→ **Extrait**:
....................
LE MINISTRE DU REVENU NATIONAL,

intimé.

[TRADUCTION FRANÇAISE OFFICIELLE] ____________________________________________________________________

 

Appel entendu le 12 avril 2011 à Edmonton (Alberta).

 

Devant : L’honorable juge Judith Woods

 

Comparutions :

 

Pour l’appelant :

L’appelant lui‑même

 

Pour l’intimé :

Me Marla Teeling

M. Kurtis Streeper (stagiaire en droit)

____________________________________________________________________

 

JUGEMENT

 

L’appel interjeté à l’encontre de la décision du ministre du Revenu national rendue en vertu de la Loi sur l’assurance‑emploi et selon laquelle l’appelant n’exerçait pas un emploi assurable auprès de Jay Dee Aviation Maintenance Inc. pendant les périodes allant du 10 février au 31 octobre 2008 et du 1er mai au 23 novembre 2009 est rejeté, et la décision est confirmée.

 

 

       Signé à Ottawa (Ontario), ce 20jour d’avril 2011.

 

« J. M. Woods »

Juge Woods

 

 

 

 

Traduction certifiée conforme

ce 30e jour de mai 2011.

 

Espérance Mabushi, M.A.Trad. Jur.


 

 

Référence : 2011 CCI 222

Date : 20110420

Dossier : 2010-3585(EI)

 

ENTRE :

 

KIM JOHNSTON,

appelant,

et

 

LE MINISTRE DU REVENU NATIONAL,

intimé.
....................
→ **Données fournies**:
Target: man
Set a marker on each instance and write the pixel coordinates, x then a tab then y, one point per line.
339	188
....................
→ **Énoncé du problème 1**:
D'après l'extrait, à quelle date et dans quelle ville l'appel a-t-il été entendu ?
→ **Énoncé du problème 2**:
Résumez l'extrait en deux phrases.
→ **Énoncé du problème 3**:
Reproduisez le passage de l'extrait qui va de « Me Marla Teeling » jusqu'à « décision est confirmée. ».
Les lignes n'interviennent d'aucune façon dans ce travail.

→ **Résultat final 1**:
L'appel a été entendu le 12 avril 2011 à Edmonton (Alberta).

→ **Résultat final 2**:
L'appel de Kim Johnston contre une décision du ministre du Revenu national, rendue en vertu de la Loi sur l'assurance-emploi, a été entendu le 12 avril 2011 à Edmonton devant la juge Judith Woods. Cette décision, selon laquelle l'appelant n'exerçait pas un emploi assurable auprès de Jay Dee Aviation Maintenance Inc. du 10 février au 31 octobre 2008 et du 1er mai au 23 novembre 2009, est confirmée, et l'appel est rejeté.

→ **Résultat final 3**:
Me Marla Teeling

M. Kurtis Streeper (stagiaire en droit)

____________________________________________________________________

 

JUGEMENT

 

L’appel interjeté à l’encontre de la décision du ministre du Revenu national rendue en vertu de la Loi sur l’assurance‑emploi et selon laquelle l’appelant n’exerçait pas un emploi assurable auprès de Jay Dee Aviation Maintenance Inc. pendant les périodes allant du 10 février au 31 octobre 2008 et du 1er mai au 23 novembre 2009 est rejeté, et la décision est confirmée.